Brief: Reproduce word for word the part of the lambda probe passage below, starting at "It is however" and ending at "to be reduced.".

Exercise passage:
::::::
The present invention relates to a method for correcting the output signal of a lambda probe, in particular taking into account the humidity of the air aspirated by an internal combustion engine.

BACKGROUND

The requirements facing today's internal combustion engines are increasing all the time. This applies both to internal combustion engines that operate with diesel fuel and to those that are powered by gasoline or other fuels. In addition to steadily increasing performance, a progressive reduction in harmful exhaust emissions is also demanded of the internal combustion engine.

Harmful exhaust gas emissions are reduced with the aid of low emission concepts. Technically these are based on the use of catalytic converters and broadband lambda probes, for example. However, the output signal of broadband lambda probes is subject to inaccuracies. In order to effectively compensate for said inaccuracies and to calibrate the broadband lambda probe used, DE-A-198 42 425 C2 discloses a method for correcting the characteristic curve of the lambda probe. Said correction or adjustment of the broadband lambda probe is performed during an overrun fuel cut-off phase of the internal combustion engine, i.e. without injection of fuel. This means that during said overrun fuel cut-off phase the value measured by the broadband lambda probe can be compared with the reference value for clean air. A calibration factor is determined in order to calibrate the measured value to the reference value for clean air. Owing to the simplicity and reliability of the method of DE-A-198 42 425 C2 it is employed in mass-produced motor vehicles.

It is however disadvantageous that with the method described by DE-A-198 42 425 C2 an influence of the humidity of the aspirated air of the internal combustion engine fails to be taken into account. According to manufacturer specifications of the broadband lambda probe, when saturated air at 30° C. is aspirated, for example, an inaccuracy of more than 4% is caused by the influence of the humidity of the air. This tolerance has a significant effect on the emissions of the internal combustion engine and consequently needs to be reduced.

SUMMARY

According to an embodiment, a method for correcting the output signal of a broadband lambda probe of an internal combustion engine, may comprise the following steps: a) Detecting an overrun fuel cut-off phase of the internal combustion engine and measuring of an exhaust gas composition with the aid of the broadband lambda probe such that the broadband lambda probe can be calibrated to a known exhaust gas composition, b) measuring the humidity of the ambient air of the internal combustion engine, and c) calculating a calibration factor of the broadband lambda probe taking into account the known exhaust gas composition and the measured air humidity.
::::::
Records shown:
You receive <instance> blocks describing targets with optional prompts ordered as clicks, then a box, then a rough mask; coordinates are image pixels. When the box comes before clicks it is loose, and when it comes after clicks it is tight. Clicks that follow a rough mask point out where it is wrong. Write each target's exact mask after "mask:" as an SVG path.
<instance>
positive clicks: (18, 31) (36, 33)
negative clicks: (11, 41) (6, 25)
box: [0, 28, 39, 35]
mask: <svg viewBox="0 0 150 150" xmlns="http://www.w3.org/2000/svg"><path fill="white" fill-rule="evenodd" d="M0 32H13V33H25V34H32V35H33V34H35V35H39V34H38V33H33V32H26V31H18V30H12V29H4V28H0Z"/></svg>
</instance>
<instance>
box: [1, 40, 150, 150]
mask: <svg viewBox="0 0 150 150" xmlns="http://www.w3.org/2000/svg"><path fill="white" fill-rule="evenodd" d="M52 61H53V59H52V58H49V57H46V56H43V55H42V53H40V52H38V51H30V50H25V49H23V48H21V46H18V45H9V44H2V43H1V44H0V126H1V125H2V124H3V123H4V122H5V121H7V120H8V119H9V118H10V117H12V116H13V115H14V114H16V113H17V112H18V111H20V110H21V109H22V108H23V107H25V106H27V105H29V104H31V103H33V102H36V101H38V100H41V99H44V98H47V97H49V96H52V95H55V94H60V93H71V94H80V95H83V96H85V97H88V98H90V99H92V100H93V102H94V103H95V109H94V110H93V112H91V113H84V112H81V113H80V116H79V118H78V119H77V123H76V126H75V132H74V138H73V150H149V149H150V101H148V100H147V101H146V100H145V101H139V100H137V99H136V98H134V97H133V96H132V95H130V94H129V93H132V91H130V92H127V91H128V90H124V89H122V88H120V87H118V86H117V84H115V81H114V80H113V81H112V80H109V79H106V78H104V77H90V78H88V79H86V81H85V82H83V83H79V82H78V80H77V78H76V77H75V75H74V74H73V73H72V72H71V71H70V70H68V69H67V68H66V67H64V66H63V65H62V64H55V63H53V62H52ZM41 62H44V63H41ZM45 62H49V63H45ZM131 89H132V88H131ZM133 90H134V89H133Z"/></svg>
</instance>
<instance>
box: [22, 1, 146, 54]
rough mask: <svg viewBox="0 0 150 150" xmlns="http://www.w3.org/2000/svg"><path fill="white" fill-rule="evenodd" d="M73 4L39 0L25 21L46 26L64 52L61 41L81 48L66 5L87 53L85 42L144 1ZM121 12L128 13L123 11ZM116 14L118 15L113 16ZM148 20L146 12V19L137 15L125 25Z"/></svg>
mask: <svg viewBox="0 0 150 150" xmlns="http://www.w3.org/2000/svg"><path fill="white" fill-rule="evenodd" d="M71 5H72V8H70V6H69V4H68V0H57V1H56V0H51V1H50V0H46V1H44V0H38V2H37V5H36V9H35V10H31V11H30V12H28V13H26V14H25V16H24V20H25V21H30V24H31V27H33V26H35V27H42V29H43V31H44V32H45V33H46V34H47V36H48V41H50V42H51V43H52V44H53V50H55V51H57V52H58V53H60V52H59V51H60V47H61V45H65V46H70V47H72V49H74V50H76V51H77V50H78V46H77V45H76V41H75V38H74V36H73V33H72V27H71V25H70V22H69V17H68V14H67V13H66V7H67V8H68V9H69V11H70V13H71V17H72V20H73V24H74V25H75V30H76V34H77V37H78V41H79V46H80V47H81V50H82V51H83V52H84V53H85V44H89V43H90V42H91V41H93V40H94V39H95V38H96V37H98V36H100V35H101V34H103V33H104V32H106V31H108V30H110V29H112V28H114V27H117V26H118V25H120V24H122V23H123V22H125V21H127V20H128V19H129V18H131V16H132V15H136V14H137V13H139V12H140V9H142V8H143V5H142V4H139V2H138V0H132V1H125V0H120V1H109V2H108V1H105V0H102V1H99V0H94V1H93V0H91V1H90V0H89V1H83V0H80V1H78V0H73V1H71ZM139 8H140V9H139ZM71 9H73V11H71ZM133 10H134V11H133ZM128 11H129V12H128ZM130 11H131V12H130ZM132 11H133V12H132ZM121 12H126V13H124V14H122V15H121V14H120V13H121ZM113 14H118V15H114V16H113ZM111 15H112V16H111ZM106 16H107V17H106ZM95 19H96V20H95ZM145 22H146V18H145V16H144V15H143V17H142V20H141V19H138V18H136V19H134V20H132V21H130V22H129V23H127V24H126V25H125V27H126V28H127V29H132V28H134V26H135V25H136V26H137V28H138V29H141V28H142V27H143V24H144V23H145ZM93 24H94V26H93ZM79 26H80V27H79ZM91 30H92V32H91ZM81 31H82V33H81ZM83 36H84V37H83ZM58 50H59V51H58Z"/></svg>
::::::
Task output:
It is however disadvantageous that with the method described by DE-A-198 42 425 C2 an influence of the humidity of the aspirated air of the internal combustion engine fails to be taken into account. According to manufacturer specifications of the broadband lambda probe, when saturated air at 30° C. is aspirated, for example, an inaccuracy of more than 4% is caused by the influence of the humidity of the air. This tolerance has a significant effect on the emissions of the internal combustion engine and consequently needs to be reduced.